Metin Parçası:

-------------------------

Peki, bu okumalar sonucunda iktidarın nereye yöneldiğini söyleyebilir miyiz?

Bunun için de iktidarın kime yöneldiğine bakmamız gerekir.

Bütün dünyada olduğu gibi, otoriter rejimler öncelikle muhalefeti bölüp, parçalayıp siyasetin dışına atarak tek parti diktatörlüğüne yönelmişlerdir.

Rejimin hedefinde, Kürt halkının demokratik, siyasal, kültürel haklarını demokratik düzlemde savunan ve Kürt sorununun çözümünü cumhuriyetin demokratikleşmesinde gören HDP vardır. Kürt sorununun barışçıl çözümü aldatmacasıyla Kürt oylarının önemli bir kısmını toplayan AKP iktidarı, 7 Haziran  2015 seçimlerinde HDP’nin parti olarak seçimlere girip yüzde 13 oyla 80 milletvekili kazanıp AKP’nin tek başına iktidar olmasını engelleyince olanlar oldu, bu sonucu asla kabul etmeyeceğini açıklayan iktidar, yüzlerce insanın ölümüne sebebiyet veren, yıkımlara sahne olan çatışmaların sonucunda   1 Kasım 2015 olağanüstü koşullarda gerçekleşen erken seçimle; MHP’yi de yanına alarak  yeniden iktidar oldu. AKP, o gün bugündür HDP’yi siyaset dışı bırakmak için demokratik olmayan her türlü yönteme başvurmayı sürdürdü. 2018 genel seçimlerinde de  HDP’yi baraj altında bırakamayan iktidar;  izlediği yanlış politikalar ve neoliberal sistemin çöküşüyle  ülkeyi yönetilemez duruma getirdi. Kriz arttıkça sanal gündemler yaratarak, iç ve dış çatışmaları yaygınlaştırarak kaçınılmaz düşüşün önüne geçmek isteyen iktidarın karşısına en etkili biçimde yine HDP çıktı. Bu kabul edilemez bir durumdu, dolayısıyla HDP’ye yönelik siyasal linç politikasına hız verildi. Nelerin yapılığı bilindiği için tekrar etmenin bir anlamı yok.

-------------------------

Bölge etiketleme öğeleri
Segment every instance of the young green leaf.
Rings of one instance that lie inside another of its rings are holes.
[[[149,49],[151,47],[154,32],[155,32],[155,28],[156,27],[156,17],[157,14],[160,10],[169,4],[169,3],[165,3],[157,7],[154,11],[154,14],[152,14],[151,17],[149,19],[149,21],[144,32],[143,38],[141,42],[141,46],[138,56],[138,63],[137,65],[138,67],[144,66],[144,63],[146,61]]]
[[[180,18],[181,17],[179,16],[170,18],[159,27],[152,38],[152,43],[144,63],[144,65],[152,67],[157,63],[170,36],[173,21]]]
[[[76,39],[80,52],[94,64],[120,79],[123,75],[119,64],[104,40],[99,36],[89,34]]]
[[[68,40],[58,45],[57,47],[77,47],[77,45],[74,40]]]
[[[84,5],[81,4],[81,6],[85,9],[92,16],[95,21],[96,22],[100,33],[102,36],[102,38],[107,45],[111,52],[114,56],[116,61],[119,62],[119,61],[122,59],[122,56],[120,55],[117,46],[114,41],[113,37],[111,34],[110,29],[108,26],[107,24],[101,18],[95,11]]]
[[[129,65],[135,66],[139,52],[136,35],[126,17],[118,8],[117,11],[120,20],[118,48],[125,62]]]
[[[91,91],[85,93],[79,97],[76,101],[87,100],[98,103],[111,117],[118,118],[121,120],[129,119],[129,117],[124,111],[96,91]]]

-------------------------

Yapılacak İşler:
**a)** Metne göre HDP, 7 Haziran 2015 seçimlerinde yüzde kaç oy ve kaç milletvekili kazandı?
**b)** Metinde "Bunun için de" ile başlayıp "parti diktatörlüğüne yönelmişlerdir." ifadesine kadar süren kısmı hiç değiştirmeden yeniden yazın.

Görev Yanıtları:
**a)** Yüzde 13 oyla 80 milletvekili kazandı.

**b)**
Bunun için de iktidarın kime yöneldiğine bakmamız gerekir.

Bütün dünyada olduğu gibi, otoriter rejimler öncelikle muhalefeti bölüp, parçalayıp siyasetin dışına atarak tek parti diktatörlüğüne yönelmişlerdir.